____ STORED RECORDS

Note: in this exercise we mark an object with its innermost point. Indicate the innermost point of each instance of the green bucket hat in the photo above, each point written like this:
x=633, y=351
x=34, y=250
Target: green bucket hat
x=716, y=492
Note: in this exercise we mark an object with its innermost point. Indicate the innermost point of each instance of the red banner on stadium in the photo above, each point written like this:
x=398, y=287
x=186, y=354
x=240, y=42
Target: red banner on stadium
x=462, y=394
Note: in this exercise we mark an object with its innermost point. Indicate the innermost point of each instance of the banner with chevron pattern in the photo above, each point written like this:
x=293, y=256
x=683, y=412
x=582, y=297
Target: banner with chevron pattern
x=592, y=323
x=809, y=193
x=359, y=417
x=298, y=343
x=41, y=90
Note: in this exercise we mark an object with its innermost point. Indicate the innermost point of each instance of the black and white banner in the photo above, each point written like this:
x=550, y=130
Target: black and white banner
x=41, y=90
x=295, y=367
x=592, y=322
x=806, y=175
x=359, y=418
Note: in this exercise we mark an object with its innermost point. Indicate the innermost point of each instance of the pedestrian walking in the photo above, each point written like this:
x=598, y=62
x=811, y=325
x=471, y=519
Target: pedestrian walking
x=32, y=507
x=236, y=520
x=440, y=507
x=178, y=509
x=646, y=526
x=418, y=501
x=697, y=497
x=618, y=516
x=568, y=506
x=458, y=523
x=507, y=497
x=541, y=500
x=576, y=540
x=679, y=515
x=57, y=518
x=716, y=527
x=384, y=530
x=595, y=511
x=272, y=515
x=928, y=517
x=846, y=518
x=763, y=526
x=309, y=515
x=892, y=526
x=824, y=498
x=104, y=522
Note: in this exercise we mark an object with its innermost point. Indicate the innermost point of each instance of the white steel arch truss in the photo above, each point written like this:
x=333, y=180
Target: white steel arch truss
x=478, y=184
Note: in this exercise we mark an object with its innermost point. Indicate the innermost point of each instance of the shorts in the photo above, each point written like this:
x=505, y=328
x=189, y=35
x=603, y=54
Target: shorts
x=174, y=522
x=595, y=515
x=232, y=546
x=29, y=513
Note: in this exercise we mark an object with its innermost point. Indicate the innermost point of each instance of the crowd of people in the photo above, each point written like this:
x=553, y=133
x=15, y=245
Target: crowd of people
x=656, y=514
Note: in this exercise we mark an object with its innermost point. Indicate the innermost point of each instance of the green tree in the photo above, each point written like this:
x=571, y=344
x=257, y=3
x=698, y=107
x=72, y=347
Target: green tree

________

Reproduce each of the entries above verbatim, line by line, with no changes.

■ ANSWER TO THIS TASK ■
Note: in this exercise we mark an object with its innermost point. Indicate the innermost point of each instance of the green bucket hat in the photo above, each point written like this:
x=633, y=351
x=34, y=250
Target: green bucket hat
x=716, y=492
Note: in this exercise we mark an object with its innermost point. Indicate the innermost point of each instance of the red banner on stadium in the photo above, each point written like this:
x=398, y=287
x=186, y=354
x=240, y=42
Target: red banner on stadium
x=462, y=394
Note: in this exercise we mark an object with its innermost point. Indicate the innermost point of each instance of the banner with chevron pattern in the photo above, each point written like this:
x=293, y=256
x=683, y=412
x=582, y=297
Target: banner with chevron pattern
x=592, y=323
x=809, y=193
x=359, y=417
x=298, y=343
x=41, y=90
Note: in this exercise we mark an object with its innermost point. Indicate the innermost point of each instance of the black and white banner in the photo above, each point written like this:
x=550, y=130
Target: black and white banner
x=41, y=90
x=295, y=367
x=592, y=322
x=806, y=175
x=359, y=418
Note: in this exercise we mark an object with its innermost point. Indicate the innermost point of each instance of the pedestrian walking in the photo above, each point written like this:
x=598, y=62
x=811, y=325
x=471, y=519
Target: pedestrian walking
x=32, y=507
x=236, y=520
x=440, y=507
x=178, y=509
x=646, y=526
x=418, y=501
x=697, y=497
x=618, y=516
x=568, y=506
x=458, y=523
x=507, y=497
x=541, y=500
x=576, y=540
x=679, y=515
x=57, y=518
x=716, y=527
x=384, y=530
x=595, y=511
x=272, y=515
x=928, y=517
x=846, y=518
x=763, y=526
x=309, y=515
x=892, y=526
x=824, y=498
x=104, y=522
Note: in this exercise we mark an object with its innermost point. Indicate the innermost point of each instance of the white steel arch truss in the photo above, each point written like this:
x=333, y=180
Target: white steel arch truss
x=478, y=184
Note: in this exercise we mark an object with its innermost point. Indicate the innermost point of each instance of the shorts in the photo above, each point written like this:
x=505, y=328
x=189, y=35
x=603, y=54
Target: shorts
x=174, y=522
x=595, y=515
x=232, y=546
x=29, y=513
Note: in this exercise we mark an object with its innermost point. Indicate the innermost point of each instance of the crowd of people in the photo above, each point written like this:
x=553, y=133
x=15, y=245
Target: crowd of people
x=656, y=514
Note: in this exercise we mark an object with its innermost point. Indicate the innermost point of each instance of the green tree in the photo above, each point written like this:
x=571, y=344
x=257, y=3
x=698, y=107
x=72, y=347
Target: green tree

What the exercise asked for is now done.